* Text provided
To implement the database corresponding to the requirements presented, several options were considered for DBMS (database management system).
Among the criteria for choosing a database that were searched, are:
- The architecture and functionality: mobility, scalability, distributivity, network capabilities,
- The system operation monitoring
- Features of the application development:: design tools, multilanguage support, ability to develop web-based applications, supported programming languages,
- Performance: rating TPC, ability of a parallel architecture, ability to optimize queries,
- Reliability: recovery after failures, backup copying, rolling back changes, multi-layer protection,
- Requirements for the operating medium
- Mixed criteria: localization, model of the value chain,
Knowledge extraction from data streams
The third phase of the project is the central part of the new process and consists in the development of advanced algorithms, including the data base needed for the processing itself. A number of methods were proposed and tested on real flight data: both Russian and European.

* Supplied records

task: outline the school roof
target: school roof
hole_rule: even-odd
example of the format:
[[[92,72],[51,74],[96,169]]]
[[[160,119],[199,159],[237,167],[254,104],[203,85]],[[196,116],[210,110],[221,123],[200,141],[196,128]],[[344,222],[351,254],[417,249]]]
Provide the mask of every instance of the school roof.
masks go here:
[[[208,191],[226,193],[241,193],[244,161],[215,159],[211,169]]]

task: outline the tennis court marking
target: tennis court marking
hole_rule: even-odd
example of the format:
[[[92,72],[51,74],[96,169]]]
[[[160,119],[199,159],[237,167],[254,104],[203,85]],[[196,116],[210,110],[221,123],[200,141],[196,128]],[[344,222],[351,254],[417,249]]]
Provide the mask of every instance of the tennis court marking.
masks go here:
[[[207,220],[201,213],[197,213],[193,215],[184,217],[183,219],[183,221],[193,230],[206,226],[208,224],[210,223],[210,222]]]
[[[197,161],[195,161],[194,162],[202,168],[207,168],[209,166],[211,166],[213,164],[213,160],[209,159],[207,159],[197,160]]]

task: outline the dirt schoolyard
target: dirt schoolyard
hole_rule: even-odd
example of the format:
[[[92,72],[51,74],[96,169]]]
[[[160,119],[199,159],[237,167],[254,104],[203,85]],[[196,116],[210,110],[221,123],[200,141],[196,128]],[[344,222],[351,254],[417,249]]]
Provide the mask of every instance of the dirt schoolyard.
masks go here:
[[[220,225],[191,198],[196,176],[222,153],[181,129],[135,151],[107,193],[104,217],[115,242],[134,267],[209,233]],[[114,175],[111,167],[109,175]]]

...

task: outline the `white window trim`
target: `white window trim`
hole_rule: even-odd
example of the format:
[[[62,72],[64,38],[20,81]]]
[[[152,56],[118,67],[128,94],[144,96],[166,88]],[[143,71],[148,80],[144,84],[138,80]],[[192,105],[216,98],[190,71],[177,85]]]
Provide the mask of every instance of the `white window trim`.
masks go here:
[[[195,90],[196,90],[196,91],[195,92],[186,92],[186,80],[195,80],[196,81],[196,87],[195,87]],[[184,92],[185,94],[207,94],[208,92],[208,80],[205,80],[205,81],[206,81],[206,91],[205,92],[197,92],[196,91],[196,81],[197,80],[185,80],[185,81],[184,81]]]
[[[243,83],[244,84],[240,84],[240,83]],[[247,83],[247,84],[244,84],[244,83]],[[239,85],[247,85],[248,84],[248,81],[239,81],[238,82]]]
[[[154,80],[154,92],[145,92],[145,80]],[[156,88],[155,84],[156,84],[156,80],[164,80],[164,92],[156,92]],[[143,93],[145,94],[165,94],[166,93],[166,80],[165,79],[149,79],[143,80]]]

* * *

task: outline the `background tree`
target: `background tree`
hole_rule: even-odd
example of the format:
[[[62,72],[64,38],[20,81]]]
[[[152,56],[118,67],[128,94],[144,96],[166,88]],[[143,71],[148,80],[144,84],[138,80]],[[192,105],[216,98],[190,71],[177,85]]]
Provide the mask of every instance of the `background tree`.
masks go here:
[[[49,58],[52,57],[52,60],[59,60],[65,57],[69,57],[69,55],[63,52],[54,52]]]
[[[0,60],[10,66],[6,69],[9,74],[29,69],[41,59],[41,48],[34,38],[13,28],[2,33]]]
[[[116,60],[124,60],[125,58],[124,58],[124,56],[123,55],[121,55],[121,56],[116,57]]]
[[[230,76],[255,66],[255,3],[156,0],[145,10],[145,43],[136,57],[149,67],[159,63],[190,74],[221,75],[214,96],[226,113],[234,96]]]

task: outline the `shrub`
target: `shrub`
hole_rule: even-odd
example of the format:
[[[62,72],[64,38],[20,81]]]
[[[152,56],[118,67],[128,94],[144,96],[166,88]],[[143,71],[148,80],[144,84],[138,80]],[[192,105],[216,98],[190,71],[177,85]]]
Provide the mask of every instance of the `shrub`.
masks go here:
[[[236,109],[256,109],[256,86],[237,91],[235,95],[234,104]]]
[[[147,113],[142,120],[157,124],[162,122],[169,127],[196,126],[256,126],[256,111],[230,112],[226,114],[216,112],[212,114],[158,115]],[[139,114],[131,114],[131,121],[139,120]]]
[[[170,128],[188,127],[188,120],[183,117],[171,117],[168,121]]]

* Tasks for this exercise
1 > List the criteria for choosing a database that the text on database selection names, giving only the heading of each criterion.
2 > Answer these from the text on database selection:
(a) What does DBMS stand for?
(b) Which phase of the project is the central part of the new process?
(c) On what data were the proposed methods tested?
3 > Carry on writing the text on database selection and flight data past its last sentence.
The items play no part in any of this work.

* Your written answers
1 >
- The architecture and functionality
- The system operation monitoring
- Features of the application development
- Performance
- Reliability
- Requirements for the operating medium
- Mixed criteria

2 >
(a) Database management system.
(b) The third phase.
(c) Real flight data, both Russian and European.

3 >
A summary of what has been achieved during the preliminary work of mathematical candidate tools selection is below:
- Algorithms prototypes have been developed which mainly conveyed techniques such as recursive density estimate (RDE) and clustering analysis. These techniques were further tuned to per data vector analysis and per parameter analysis. In addition, RDE was tested globally on single pass of the whole data and locally on data groups obtained through clustering analysis which in had its own share of different approaches such as clustering based on Euclidean distance, Mahalonobis distance and K means, eClustering, and ARD-EM mixture Gaussian.
- The result of the RDE analysis was applied to classifiers which, again, varied between Ada-Boost, Quadratic Fisher Discriminant, Linear Fisher Discriminant.
- Using data obtained through the SVETLANA project, the format of these data were digitized, standardized and then used to test several algorithms prototypes.
Results so far proves that using ARD-EM algorithms with a number of clusters determined through evidence maximization (which adds up to 14) and input vectors obtained by Mahalonobis density, which then is classified to: good or bad through Fisher Linear Discriminant prove to be the good bet. Using a test data obtained through the SVETLANA project the overall error rate between the proposed algorithm and expert analysis in detecting anomalies was: 9.98%, whereas if the square of the variables is used, the overall rate of error increases slightly to 10.84%. This is mainly because Fisher LD techniques have the capability of avoiding over-fitting.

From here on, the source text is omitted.